-- START Page extract --
Now the cat’s out of the bag. Readers are angry, journalists are angry, the staff here are angry, and higher-ups are sending out mass messages and holding meetings and promising us that it’ll all pass.
Because it’s going to pass, of course. The AI will continue whether morale improves or not. They’ve all but said it aloud. We’ve thrown those darn inefficient humans under the bus, they say, for not minding the bot well enough, and we’re so, so very sorry we were caught — I mean, we made those mistakes. We’ll do better. Be nice to us and our algorithm, pretty pretty please.
I’m going to do you a favor by telling you to drop the pretense of Red Ventures being a good or ethical or caring company when it’s using AI. The AI’s work is riddled with errors that will convince trusting readers to make bad financial decisions. It has the potential to be racist and biased. And it’s clearly plagiarizing from other sources.
But we aren’t the bad guys. Trust us on this one. At least, that’s what they’re telling us.
There’s an argument out there that claims text-generating AI is going to benefit humanity in the long run. How, you may ask? By robbing writers of their livelihoods? By recruiting an algorithm to craft stories, a core part of the human experience? By severing us further from human connection — the art of learning, of teaching, of writing by humans for humans?
Sure, it’ll make it easier to write SEO bait. But I really don’t think that was benefitting our species in the first place.
I’m friends with a lot of artists from college. They’re all in despair, of course, as they watch DALL-E and Midjourney and Stable Diffusion rip off their work and make perverted copies of a skill they took years to practice.
The book cover and movie poster and featured image commissions they used to pay the rent are going to disappear soon. No point in paying some pesky human and waiting for weeks when you can generate the image you want with a click.
Some of you might laugh at the idea of an AI taking us writers’ jobs. Don’t be ridiculous! It’s just going to supplement our jobs and let us focus on the real stories. Obviously.
-- END Page extract --
Problem set:
a) Which three image generators does the essay on AI writing name?
b) From the essay on AI writing, write out the part that opens with the words containing "I’m friends with" and closes with "real stories. Obviously.".
c) Continue the essay on AI writing from its last sentence.
The rows that follow are separate material, unrelated to the essay on AI writing.
-- START Supplied information --
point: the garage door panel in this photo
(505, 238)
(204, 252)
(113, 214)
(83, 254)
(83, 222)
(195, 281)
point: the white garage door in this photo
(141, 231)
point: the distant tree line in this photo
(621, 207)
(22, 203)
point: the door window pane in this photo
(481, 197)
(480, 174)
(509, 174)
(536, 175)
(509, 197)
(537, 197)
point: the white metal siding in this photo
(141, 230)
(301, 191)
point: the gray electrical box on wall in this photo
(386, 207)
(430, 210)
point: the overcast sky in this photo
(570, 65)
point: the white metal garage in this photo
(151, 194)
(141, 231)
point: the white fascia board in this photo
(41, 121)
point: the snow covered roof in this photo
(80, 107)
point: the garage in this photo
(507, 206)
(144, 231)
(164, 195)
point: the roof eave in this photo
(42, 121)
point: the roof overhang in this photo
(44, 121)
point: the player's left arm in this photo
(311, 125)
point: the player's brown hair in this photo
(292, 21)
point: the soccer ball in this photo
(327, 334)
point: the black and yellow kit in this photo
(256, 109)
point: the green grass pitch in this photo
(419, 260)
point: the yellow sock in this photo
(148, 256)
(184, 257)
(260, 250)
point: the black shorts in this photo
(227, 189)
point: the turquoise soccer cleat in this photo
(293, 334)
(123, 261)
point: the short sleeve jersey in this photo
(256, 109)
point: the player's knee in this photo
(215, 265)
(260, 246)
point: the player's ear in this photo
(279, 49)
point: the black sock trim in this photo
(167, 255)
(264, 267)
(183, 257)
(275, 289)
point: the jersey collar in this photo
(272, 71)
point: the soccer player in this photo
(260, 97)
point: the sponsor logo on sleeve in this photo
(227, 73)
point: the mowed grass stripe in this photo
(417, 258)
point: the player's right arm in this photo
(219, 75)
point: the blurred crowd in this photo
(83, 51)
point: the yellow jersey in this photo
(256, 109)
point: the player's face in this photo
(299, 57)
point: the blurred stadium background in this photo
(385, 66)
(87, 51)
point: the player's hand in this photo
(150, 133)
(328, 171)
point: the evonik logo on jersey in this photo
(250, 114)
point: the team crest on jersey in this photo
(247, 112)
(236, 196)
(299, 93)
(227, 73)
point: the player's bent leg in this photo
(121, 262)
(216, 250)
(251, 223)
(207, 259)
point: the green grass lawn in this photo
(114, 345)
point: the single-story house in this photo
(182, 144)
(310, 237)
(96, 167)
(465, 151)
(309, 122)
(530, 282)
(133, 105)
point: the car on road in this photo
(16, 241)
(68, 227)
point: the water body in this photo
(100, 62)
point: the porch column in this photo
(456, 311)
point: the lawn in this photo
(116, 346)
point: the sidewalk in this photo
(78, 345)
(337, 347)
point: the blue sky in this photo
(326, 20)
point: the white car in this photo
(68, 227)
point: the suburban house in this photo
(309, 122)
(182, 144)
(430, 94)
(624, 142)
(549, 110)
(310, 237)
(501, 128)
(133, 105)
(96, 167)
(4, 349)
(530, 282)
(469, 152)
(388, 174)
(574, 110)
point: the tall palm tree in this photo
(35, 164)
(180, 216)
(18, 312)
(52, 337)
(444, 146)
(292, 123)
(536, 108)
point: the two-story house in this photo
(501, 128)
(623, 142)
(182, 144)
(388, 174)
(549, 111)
-- END Supplied information --
Answer list:
a) DALL-E, Midjourney and Stable Diffusion.

b)
I’m friends with a lot of artists from college. They’re all in despair, of course, as they watch DALL-E and Midjourney and Stable Diffusion rip off their work and make perverted copies of a skill they took years to practice.
The book cover and movie poster and featured image commissions they used to pay the rent are going to disappear soon. No point in paying some pesky human and waiting for weeks when you can generate the image you want with a click.
Some of you might laugh at the idea of an AI taking us writers’ jobs. Don’t be ridiculous! It’s just going to supplement our jobs and let us focus on the real stories. Obviously.

c)
And they’re right, in the sense that employers aren’t going to suddenly fire every writer and editor on staff because of AI. Few things happen all at once.
It’s going to squeeze. It’s already happening. The water is heating up. The sea is up to our knees, and it’ll keep rising. Writers are going to leave and they aren’t going to be replaced. Layoffs and resizings and restructurings will continue, and the sites will be told to do more with less, like it’s always been after the company decides to lean up.
But not to worry! We have the AI. We can hit our KPIs. We might have lost half the staff, but we can still keep up our outputs and clock out on time. Everything’s fine. Everything’s fine.
And what’s happening here is going to happen at other companies. The story will repeat. Someone else is going to have the same concerns I do. If they’re brave enough, they’ll even say it aloud. Few people will listen. Maybe higher-ups will respond with platitudes about Transparency and Responsibility and promise that it’s not as bad as everyone says it is.
Then a week later, there will be another meeting. Your clicks are down, the executives say. You haven’t published enough. You’re not up to standard. We know you can do better. Make it happen.
And so it marches on, directed by the banal evil of numbers.
I wonder about what the future will be like for my children. I wonder if they’ll have the same dreams of being a writer like I did when I was young. I wonder if that job will even be there when they grow up. Twenty years from now, will they cut their teeth on freelancing, learning and developing their style and getting their beat?
Or will it all be dried up? Will the door be closed forever, the ladder pulled up behind us, the last writers, our words used to feed the ever-starving algorithm?
(Of course, I’m just one of those silly folks filled with fear, uncertainty, doubt and misinformation about AI. C’mon, guys, Pet the wolf. It’s fine, it’s got sheep’s wool over it. Aren’t those big ol’ teeth just darling?)
I wonder what the executives in charge of the pop companies thought about what would happen when they switched to plastic bottles. Did they think of the floods of unrecyclable waste their product would end up producing? Did they think of the microplastics in the sand and in human placentas? Did they think of the Pacific Garbage Patch?
Of course they didn’t. They thought of how nice and cheap and lightweight plastic is. They thought of how much they’d save on shipping. They thought of the goal all these companies think of when the Sun sets: Money.
Is this how we want to be known? Red Ventures is going to be the company that led the charge on AI content. We’re the dam breaker, the Pandora’s box opener, the scientists who didn’t stop to think if they should. What a legacy!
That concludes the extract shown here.